QUOTED TEXT>

"""

Home » Elizabethan Era Sonnet

Elizabethan Era Sonnet

Ah, sweet Content! where is thy mild abode?

Is it with shepherds and light-hearted Swains,

Which sing upon the downs and pipe abroad,

Tending their flocks and cattle on the plains?

Barnes: Parthenophil and Parthenope, lXVi.

The Elizabethan era witnessed a golden age of English literature. It was a period of novelty, innovation and experimentation in the field of literature. A form of poetry which Europe can be credited for the origin is the Sonnet. In short, a sonnet is a poem of fourteen lines that follows a strict rhyme scheme and specific structure. ‘Sonneteers’ are the writers of these sonnets. Love for some women became the theme of most of the sonnets, with some exceptions.

Elizabethan Sonnet Sequence

The sonnet, as a distinguished form of poetry was introduced in the mid 16th century by Thomas Wyatt. Surrey gave it a rhyming meter and structural division. Their works were first published in Richard Tottel’s Songes and Sonnetts in 1557. One of the first English sonnet sequences came from George Gascoigne, poet and dramatist. However, the sonnet sequences started from 1591 with Philip Sydney who wrote Astrophel and Stella. It contains more than one hundred sonnets. Sydney is regarded as one of the foremost writers of Elizabethan period.

The most celebrated of all writers of all ages is indeed William Shakespeare, who was also a sonneteer. He wrote 154 sonnets which were published later in 1609. The Shakespeare’s sequence was very famous, though it was not his creation.

Elizabethan Era Sonnet

This form has fourteen lines structured as three quatrains and a couplet. The prologue to his famous work Romeo and Juliet is also a sonnet. The Shakespearian sonnet written in iambic pentameter, in which a pattern of an unstressed syllable followed by a stressed syllable is repeated five times. The rhyme scheme is is a-b-a-b, c-d-c-d, e-f-e-f, g-g.

"""

DATASET RECORDS>
"""

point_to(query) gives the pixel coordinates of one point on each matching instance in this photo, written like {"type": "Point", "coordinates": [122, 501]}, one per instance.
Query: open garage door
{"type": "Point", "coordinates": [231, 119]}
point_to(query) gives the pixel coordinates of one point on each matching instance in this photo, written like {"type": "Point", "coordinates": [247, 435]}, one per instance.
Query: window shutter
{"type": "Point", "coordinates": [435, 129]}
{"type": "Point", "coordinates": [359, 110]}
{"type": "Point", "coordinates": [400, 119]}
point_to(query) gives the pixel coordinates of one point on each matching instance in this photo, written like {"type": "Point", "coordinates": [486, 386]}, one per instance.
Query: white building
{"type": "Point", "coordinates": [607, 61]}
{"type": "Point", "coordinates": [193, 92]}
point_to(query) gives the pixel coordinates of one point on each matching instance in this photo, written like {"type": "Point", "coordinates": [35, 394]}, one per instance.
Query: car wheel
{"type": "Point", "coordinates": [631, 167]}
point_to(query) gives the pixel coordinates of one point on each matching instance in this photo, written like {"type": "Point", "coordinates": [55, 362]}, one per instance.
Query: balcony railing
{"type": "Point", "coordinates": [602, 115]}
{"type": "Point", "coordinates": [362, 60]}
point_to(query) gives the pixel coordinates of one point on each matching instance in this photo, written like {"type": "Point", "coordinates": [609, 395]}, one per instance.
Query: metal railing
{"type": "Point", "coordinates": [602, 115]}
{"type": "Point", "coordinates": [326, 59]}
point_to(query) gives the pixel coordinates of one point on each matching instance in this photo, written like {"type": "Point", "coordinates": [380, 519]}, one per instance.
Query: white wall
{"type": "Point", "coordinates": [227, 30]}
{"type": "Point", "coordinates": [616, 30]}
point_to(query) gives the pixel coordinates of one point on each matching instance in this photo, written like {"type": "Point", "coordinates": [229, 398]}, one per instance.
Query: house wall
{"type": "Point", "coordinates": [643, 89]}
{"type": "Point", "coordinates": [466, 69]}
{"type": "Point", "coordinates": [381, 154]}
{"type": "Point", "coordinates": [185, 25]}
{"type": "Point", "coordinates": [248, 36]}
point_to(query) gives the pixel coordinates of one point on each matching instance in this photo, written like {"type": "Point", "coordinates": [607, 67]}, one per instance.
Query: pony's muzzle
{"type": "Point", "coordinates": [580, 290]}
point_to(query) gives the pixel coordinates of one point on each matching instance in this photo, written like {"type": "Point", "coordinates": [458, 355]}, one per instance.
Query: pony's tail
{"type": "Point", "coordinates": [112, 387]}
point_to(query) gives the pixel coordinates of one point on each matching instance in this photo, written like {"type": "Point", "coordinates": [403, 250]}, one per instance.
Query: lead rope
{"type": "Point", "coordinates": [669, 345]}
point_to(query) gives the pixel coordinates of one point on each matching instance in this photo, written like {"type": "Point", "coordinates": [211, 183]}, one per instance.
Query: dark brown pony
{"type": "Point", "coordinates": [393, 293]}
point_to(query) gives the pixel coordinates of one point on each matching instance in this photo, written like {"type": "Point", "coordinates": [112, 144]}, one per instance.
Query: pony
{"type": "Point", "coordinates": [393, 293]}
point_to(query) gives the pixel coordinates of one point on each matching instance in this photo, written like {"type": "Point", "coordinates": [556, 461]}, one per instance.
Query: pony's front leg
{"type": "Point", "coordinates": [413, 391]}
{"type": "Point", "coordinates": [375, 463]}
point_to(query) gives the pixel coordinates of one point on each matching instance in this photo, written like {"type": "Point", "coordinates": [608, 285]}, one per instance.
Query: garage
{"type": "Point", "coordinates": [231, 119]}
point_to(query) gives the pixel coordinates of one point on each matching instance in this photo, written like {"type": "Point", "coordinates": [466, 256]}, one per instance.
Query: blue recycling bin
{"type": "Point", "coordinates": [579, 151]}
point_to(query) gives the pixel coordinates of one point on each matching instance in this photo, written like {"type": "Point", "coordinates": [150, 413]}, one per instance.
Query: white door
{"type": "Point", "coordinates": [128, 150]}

"""

WHAT TO WORK ON>
A - Reproduce the article on the Elizabethan sonnet in full, word for word.
B - Show each line of the listing that contains the string "door".
The article on the Elizabethan sonnet and the listing were drawn from separate sources.

ANSWER SET>
A -
Home » Elizabethan Era Sonnet

Elizabethan Era Sonnet

Ah, sweet Content! where is thy mild abode?

Is it with shepherds and light-hearted Swains,

Which sing upon the downs and pipe abroad,

Tending their flocks and cattle on the plains?

Barnes: Parthenophil and Parthenope, lXVi.

The Elizabethan era witnessed a golden age of English literature. It was a period of novelty, innovation and experimentation in the field of literature. A form of poetry which Europe can be credited for the origin is the Sonnet. In short, a sonnet is a poem of fourteen lines that follows a strict rhyme scheme and specific structure. ‘Sonneteers’ are the writers of these sonnets. Love for some women became the theme of most of the sonnets, with some exceptions.

Elizabethan Sonnet Sequence

The sonnet, as a distinguished form of poetry was introduced in the mid 16th century by Thomas Wyatt. Surrey gave it a rhyming meter and structural division. Their works were first published in Richard Tottel’s Songes and Sonnetts in 1557. One of the first English sonnet sequences came from George Gascoigne, poet and dramatist. However, the sonnet sequences started from 1591 with Philip Sydney who wrote Astrophel and Stella. It contains more than one hundred sonnets. Sydney is regarded as one of the foremost writers of Elizabethan period.

The most celebrated of all writers of all ages is indeed William Shakespeare, who was also a sonneteer. He wrote 154 sonnets which were published later in 1609. The Shakespeare’s sequence was very famous, though it was not his creation.

Elizabethan Era Sonnet

This form has fourteen lines structured as three quatrains and a couplet. The prologue to his famous work Romeo and Juliet is also a sonnet. The Shakespearian sonnet written in iambic pentameter, in which a pattern of an unstressed syllable followed by a stressed syllable is repeated five times. The rhyme scheme is is a-b-a-b, c-d-c-d, e-f-e-f, g-g.

B -
Query: open garage door
Query: white door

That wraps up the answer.